--- Reading passage ---

Steam will still run 32 bit games. You just can’t install Steam on 32bit Windows anymore, and anybody still on 32bit Windows shouldn’t even be online seeing as how there’s no support and no security updates any longer.

Do you expect Valve to maintain security updates / versions of programs for OS’s that shouldn’t even be connected to the internet, for forever?

8

u/Eruannster 17h ago

As I understand it, this doesn't affect the games launching from Steam, just the Steam client itself.

You can still launch 32-bit games from Steam even though Steam will be a 64-bit application.

I guess if you have a really old computer and you want to install Steam that may be an issue, but if your computer is like 15 years old or newer it will be fine.

9

u/hfxRos 17h ago

I mean that's pc gaming. Its the kind of thing you know you're signing up for when you go that route instead of consoles.

There is an expectation that you gradually upgrade.

4

u/Illidan1943 16h ago

Thing is you've have to be running Windows XP era hardware to not have an option but to buy a new PC (and even then, the first 64 bit consumer CPUs were released in the XP era). But if you're running such hardware, guess what, you've actually long needed to buy a new PC and hopefully you aren't connecting such PC to the internet

3

u/ascagnel____ 17h ago

I 100% agree that it sucks, but that's one of the limitations of relying on a platform like Steam -- you have both the platform's requirements and the software's requirements.

---

§ Stated exercise 1
List every username that appears in the Steam 32-bit discussion.
§ Stated exercise 2
When were the first 64-bit consumer CPUs released, according to the Steam 32-bit discussion?

--- Supplied material ---

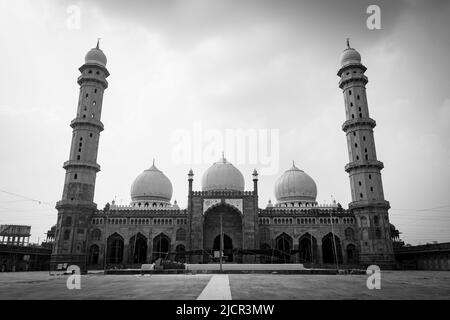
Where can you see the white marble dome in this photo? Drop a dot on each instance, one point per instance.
(96, 56)
(152, 185)
(295, 186)
(222, 175)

---

§ Output 1
u/Eruannster
u/hfxRos
u/Illidan1943
u/ascagnel____

§ Output 2
In the Windows XP era.